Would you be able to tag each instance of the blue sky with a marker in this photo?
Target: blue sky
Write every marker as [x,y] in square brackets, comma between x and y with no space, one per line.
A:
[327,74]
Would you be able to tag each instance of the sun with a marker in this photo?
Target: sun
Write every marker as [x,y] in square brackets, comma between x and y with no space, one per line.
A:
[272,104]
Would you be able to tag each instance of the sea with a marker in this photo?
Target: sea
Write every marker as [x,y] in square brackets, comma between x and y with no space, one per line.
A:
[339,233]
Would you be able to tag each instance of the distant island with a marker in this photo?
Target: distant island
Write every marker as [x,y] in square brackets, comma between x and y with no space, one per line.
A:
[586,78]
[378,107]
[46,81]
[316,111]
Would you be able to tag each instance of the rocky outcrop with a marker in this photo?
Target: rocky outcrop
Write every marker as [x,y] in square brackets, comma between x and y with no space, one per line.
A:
========
### EXERCISE OBJECTIVE:
Would you show every line in the data above that contains the string "blue"?

### EXERCISE SOLUTION:
Would you be able to tag each instance of the blue sky with a marker in this photo?
Target: blue sky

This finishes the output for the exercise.